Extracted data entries
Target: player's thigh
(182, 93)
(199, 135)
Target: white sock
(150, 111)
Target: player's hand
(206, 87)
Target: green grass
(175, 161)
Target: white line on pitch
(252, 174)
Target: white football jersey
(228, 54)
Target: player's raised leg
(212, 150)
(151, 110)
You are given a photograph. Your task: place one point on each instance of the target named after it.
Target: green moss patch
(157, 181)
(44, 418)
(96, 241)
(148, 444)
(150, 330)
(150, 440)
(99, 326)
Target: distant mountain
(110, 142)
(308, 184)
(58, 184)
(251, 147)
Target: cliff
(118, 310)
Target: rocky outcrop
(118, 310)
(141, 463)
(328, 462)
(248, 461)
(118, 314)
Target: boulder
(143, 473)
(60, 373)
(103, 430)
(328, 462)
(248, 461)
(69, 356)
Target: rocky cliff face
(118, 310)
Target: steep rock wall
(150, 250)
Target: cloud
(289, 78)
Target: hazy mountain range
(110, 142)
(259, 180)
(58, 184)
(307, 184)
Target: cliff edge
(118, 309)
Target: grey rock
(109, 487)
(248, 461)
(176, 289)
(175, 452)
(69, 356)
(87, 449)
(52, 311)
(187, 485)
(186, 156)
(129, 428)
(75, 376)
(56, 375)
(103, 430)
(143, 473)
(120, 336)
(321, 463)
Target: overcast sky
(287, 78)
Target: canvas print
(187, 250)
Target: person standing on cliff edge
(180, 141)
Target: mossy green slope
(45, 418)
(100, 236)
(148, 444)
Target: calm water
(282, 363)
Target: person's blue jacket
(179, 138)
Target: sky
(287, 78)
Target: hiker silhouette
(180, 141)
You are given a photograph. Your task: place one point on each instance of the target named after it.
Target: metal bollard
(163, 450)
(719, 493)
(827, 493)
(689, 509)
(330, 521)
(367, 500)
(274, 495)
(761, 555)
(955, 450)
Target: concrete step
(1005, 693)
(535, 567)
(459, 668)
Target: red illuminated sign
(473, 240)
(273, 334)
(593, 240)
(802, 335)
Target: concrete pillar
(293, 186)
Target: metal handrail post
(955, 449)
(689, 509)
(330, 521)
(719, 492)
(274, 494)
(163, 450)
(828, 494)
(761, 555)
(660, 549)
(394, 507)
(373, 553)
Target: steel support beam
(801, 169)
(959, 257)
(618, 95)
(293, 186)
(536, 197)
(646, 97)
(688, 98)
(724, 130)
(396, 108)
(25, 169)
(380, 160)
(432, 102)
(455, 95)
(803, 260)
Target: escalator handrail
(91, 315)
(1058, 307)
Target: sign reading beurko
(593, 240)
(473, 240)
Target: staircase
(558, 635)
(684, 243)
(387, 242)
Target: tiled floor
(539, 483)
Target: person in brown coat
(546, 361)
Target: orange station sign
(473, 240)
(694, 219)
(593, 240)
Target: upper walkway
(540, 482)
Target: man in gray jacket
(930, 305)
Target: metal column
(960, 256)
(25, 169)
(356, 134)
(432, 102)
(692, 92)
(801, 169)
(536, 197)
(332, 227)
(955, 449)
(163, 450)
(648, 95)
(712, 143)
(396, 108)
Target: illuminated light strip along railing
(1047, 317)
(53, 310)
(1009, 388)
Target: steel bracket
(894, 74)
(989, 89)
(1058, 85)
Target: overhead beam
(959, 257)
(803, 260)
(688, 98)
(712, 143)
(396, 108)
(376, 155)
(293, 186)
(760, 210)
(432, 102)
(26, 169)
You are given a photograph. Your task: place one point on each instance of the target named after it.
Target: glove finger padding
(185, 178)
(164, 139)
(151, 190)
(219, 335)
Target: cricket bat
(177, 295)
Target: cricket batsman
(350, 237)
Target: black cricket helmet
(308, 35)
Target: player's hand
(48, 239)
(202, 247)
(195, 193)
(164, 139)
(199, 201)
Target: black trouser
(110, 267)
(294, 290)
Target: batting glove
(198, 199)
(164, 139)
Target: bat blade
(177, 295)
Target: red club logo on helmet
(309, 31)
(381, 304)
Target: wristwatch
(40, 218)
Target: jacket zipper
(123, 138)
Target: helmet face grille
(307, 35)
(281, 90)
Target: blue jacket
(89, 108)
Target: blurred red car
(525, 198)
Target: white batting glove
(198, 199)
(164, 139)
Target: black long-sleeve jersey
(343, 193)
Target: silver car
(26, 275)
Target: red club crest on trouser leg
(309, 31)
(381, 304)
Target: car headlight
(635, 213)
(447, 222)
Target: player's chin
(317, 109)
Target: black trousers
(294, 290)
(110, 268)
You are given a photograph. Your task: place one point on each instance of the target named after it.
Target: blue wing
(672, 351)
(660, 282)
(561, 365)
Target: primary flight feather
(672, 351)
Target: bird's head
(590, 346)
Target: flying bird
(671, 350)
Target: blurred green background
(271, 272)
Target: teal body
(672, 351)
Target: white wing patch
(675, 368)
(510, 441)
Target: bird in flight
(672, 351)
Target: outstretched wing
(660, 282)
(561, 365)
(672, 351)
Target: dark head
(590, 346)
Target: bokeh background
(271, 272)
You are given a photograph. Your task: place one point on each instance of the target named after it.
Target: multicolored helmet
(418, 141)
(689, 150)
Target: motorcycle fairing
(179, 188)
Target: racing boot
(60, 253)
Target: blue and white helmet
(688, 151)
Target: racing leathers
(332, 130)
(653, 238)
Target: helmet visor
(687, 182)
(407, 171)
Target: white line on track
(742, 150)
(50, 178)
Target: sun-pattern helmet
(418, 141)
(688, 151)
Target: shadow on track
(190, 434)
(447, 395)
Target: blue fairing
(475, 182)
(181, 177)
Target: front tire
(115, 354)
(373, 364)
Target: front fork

▶ **GOAL**
Quote the part of the data that opens with the line containing "Target: blurred red car" and closes with the last line of the data, including both ends.

▶ **RESULT OF THIS TASK**
Target: blurred red car
(525, 198)
Target: white batting glove
(198, 199)
(164, 139)
Target: black long-sleeve jersey
(343, 193)
Target: silver car
(26, 275)
Target: red club crest on trouser leg
(309, 31)
(381, 304)
Target: car headlight
(635, 213)
(447, 222)
Target: player's chin
(317, 109)
Target: black trousers
(294, 290)
(110, 268)
You are given a photograph. Your task: place one point on each instance of the target named after it.
Target: blue wing
(672, 351)
(660, 282)
(561, 365)
Target: primary flight feather
(672, 351)
Target: bird's head
(590, 346)
Target: flying bird
(671, 350)
Target: blurred green background
(271, 272)
Target: teal body
(672, 351)
Target: white wing patch
(675, 368)
(510, 441)
Target: bird in flight
(672, 351)
Target: outstretched wing
(660, 282)
(561, 365)
(672, 351)
Target: dark head
(590, 346)
Target: bokeh background
(271, 272)
You are given a photograph. Your task: place one point on each instance of the target named after it.
Target: multicolored helmet
(418, 141)
(689, 150)
Target: motorcycle fairing
(179, 188)
Target: racing boot
(60, 253)
Target: blue and white helmet
(688, 151)
Target: racing leathers
(332, 130)
(653, 238)
Target: helmet visor
(687, 182)
(407, 171)
Target: white line on track
(742, 150)
(50, 178)
Target: sun-pattern helmet
(418, 141)
(688, 151)
Target: shadow on track
(190, 434)
(447, 395)
Target: blue fairing
(475, 182)
(181, 177)
Target: front tire
(115, 354)
(373, 364)
Target: front fork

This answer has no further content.